● **YOUR ASSIGNMENT**
Skip the pictures. Set down, word for word, the lines from the start of the material up to and including the line with "54L318 60L313 71L331".

● **INPUT DATA**
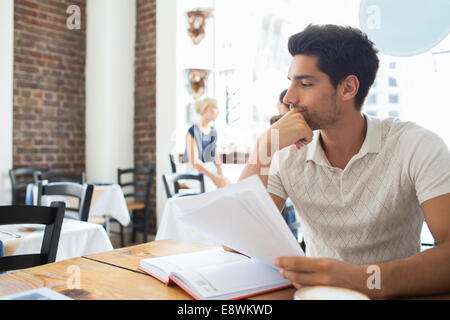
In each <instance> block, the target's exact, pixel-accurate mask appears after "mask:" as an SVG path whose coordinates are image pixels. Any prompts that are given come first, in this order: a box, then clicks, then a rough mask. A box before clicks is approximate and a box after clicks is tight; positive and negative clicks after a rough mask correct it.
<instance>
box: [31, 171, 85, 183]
mask: <svg viewBox="0 0 450 320" xmlns="http://www.w3.org/2000/svg"><path fill="white" fill-rule="evenodd" d="M33 175H34V182H36V183H37V182H38V181H41V180H47V181H48V182H75V183H79V184H85V183H86V175H85V174H84V172H81V173H69V172H59V171H45V172H40V171H37V172H34V174H33Z"/></svg>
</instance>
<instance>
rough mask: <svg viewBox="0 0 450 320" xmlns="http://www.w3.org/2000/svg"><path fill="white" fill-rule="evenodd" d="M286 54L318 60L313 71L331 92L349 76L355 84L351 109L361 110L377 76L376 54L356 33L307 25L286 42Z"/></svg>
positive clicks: (325, 26) (348, 27)
mask: <svg viewBox="0 0 450 320" xmlns="http://www.w3.org/2000/svg"><path fill="white" fill-rule="evenodd" d="M288 48H289V52H290V54H291V55H292V56H296V55H298V54H302V55H307V56H315V57H317V58H318V63H317V68H318V69H319V70H320V71H321V72H323V73H326V74H327V75H328V76H329V78H330V81H331V83H332V84H333V86H334V87H335V88H337V85H338V84H339V83H340V82H341V81H343V80H344V79H345V78H346V77H347V76H349V75H355V76H356V77H358V80H359V90H358V93H357V94H356V96H355V106H356V108H358V109H359V110H360V109H361V107H362V105H363V103H364V99H365V98H366V96H367V93H368V92H369V89H370V87H371V86H372V84H373V82H374V81H375V77H376V75H377V71H378V66H379V60H378V57H377V53H378V50H377V49H376V48H375V46H374V44H373V42H372V41H370V40H369V39H368V37H367V35H366V34H365V33H363V32H362V31H361V30H359V29H355V28H351V27H342V26H336V25H323V26H318V25H311V24H310V25H309V26H307V27H306V28H305V29H304V30H303V31H301V32H299V33H297V34H294V35H293V36H291V37H290V38H289V43H288Z"/></svg>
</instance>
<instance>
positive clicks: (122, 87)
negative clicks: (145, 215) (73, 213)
mask: <svg viewBox="0 0 450 320" xmlns="http://www.w3.org/2000/svg"><path fill="white" fill-rule="evenodd" d="M87 17H88V21H87V55H86V176H87V180H88V182H113V183H114V182H117V168H126V167H127V168H129V167H133V166H134V148H133V141H134V133H133V130H134V58H135V34H136V1H130V0H88V3H87Z"/></svg>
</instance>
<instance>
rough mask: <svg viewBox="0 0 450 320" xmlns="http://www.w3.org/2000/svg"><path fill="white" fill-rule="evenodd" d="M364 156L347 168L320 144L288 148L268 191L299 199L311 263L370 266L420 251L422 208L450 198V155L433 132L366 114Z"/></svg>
mask: <svg viewBox="0 0 450 320" xmlns="http://www.w3.org/2000/svg"><path fill="white" fill-rule="evenodd" d="M364 116H365V118H366V120H367V133H366V138H365V140H364V143H363V145H362V147H361V150H360V151H359V152H358V154H356V155H355V156H353V158H352V159H351V160H350V161H349V163H348V164H347V166H346V167H345V169H344V170H342V169H339V168H334V167H332V166H331V165H330V163H329V161H328V159H327V157H326V155H325V153H324V151H323V149H322V146H321V144H320V141H319V135H320V133H319V131H316V132H314V138H313V141H312V142H311V143H310V144H308V145H307V146H305V147H303V148H301V149H300V150H297V149H296V148H295V146H290V147H287V148H284V149H283V150H280V151H279V152H277V153H276V154H275V155H274V158H273V160H272V164H271V168H270V175H269V180H268V191H269V192H270V193H273V194H275V195H277V196H279V197H281V198H283V199H287V198H288V197H289V198H290V199H291V200H292V202H293V204H294V207H295V209H296V211H297V213H298V216H299V218H300V223H301V229H302V232H303V236H304V238H305V243H306V254H307V255H308V256H311V257H332V258H337V259H339V260H342V261H347V262H350V263H354V264H358V265H362V264H370V263H377V262H383V261H391V260H395V259H400V258H405V257H408V256H411V255H413V254H415V253H417V252H419V251H420V233H421V229H422V225H423V220H424V216H423V213H422V209H421V207H420V205H421V204H422V203H423V202H424V201H426V200H429V199H432V198H434V197H437V196H440V195H443V194H446V193H449V192H450V153H449V150H448V148H447V146H446V144H445V143H444V142H443V141H442V139H441V138H440V137H438V136H437V135H436V134H434V133H433V132H431V131H429V130H427V129H424V128H422V127H420V126H418V125H416V124H414V123H411V122H402V121H400V120H398V119H394V118H388V119H384V120H381V119H378V118H374V117H370V116H368V115H364Z"/></svg>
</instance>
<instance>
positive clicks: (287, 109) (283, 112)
mask: <svg viewBox="0 0 450 320" xmlns="http://www.w3.org/2000/svg"><path fill="white" fill-rule="evenodd" d="M286 93H287V89H285V90H283V91H282V92H281V93H280V96H279V97H278V102H277V109H278V114H277V115H275V116H272V117H271V118H270V125H272V124H274V123H275V121H278V120H280V119H281V117H282V116H284V115H285V114H286V113H288V112H289V105H288V104H287V103H284V96H285V95H286Z"/></svg>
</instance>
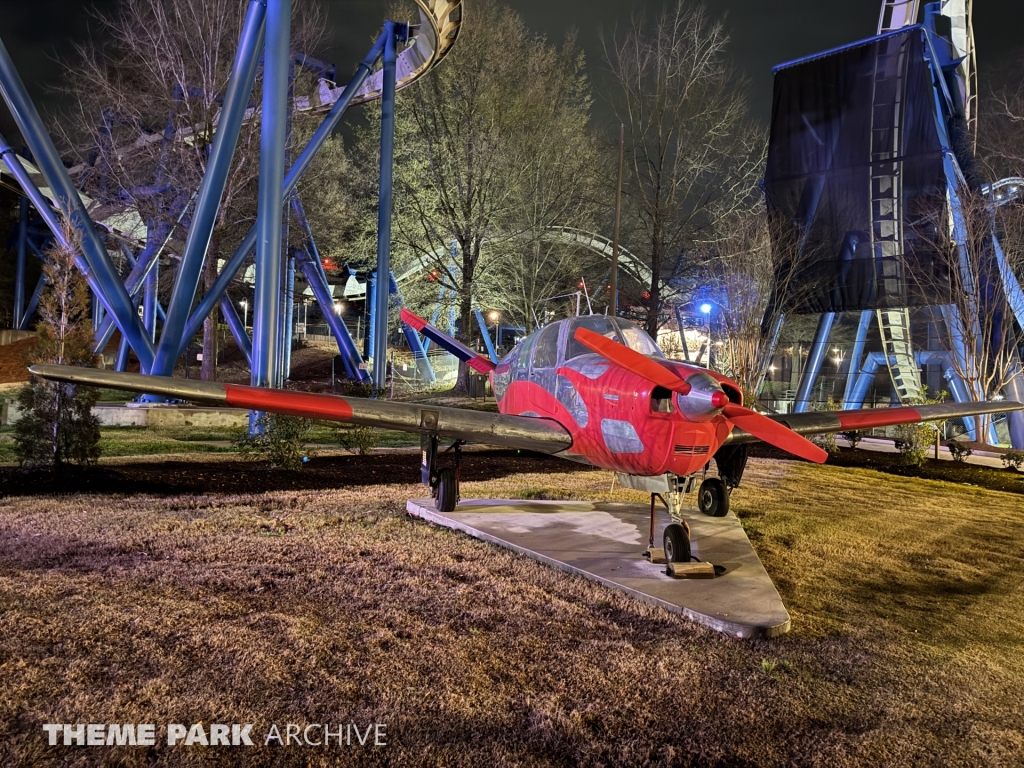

● **TASK SOLUTION**
In each <instance> block, the target's exact, pixel-accurate mask appears after "mask:" as an SVG path whose coordinates are image pixels. Any prompts that are given come first, in this order: a box, then clicks, then a rough mask. A box before clicks is approximate and a box after clicks is tight; positive and negative clicks after a rough mask correct it.
<instance>
box: [31, 171, 85, 183]
mask: <svg viewBox="0 0 450 320" xmlns="http://www.w3.org/2000/svg"><path fill="white" fill-rule="evenodd" d="M33 175H34V182H36V183H37V182H38V181H41V180H47V181H48V182H75V183H79V184H85V183H86V175H85V174H84V172H81V173H69V172H59V171H45V172H40V171H37V172H34V174H33Z"/></svg>
</instance>
<instance>
rough mask: <svg viewBox="0 0 450 320" xmlns="http://www.w3.org/2000/svg"><path fill="white" fill-rule="evenodd" d="M286 54L318 60L313 71L331 92L349 76L355 84L351 109L361 110L377 76L376 54L356 33L307 25L286 42Z"/></svg>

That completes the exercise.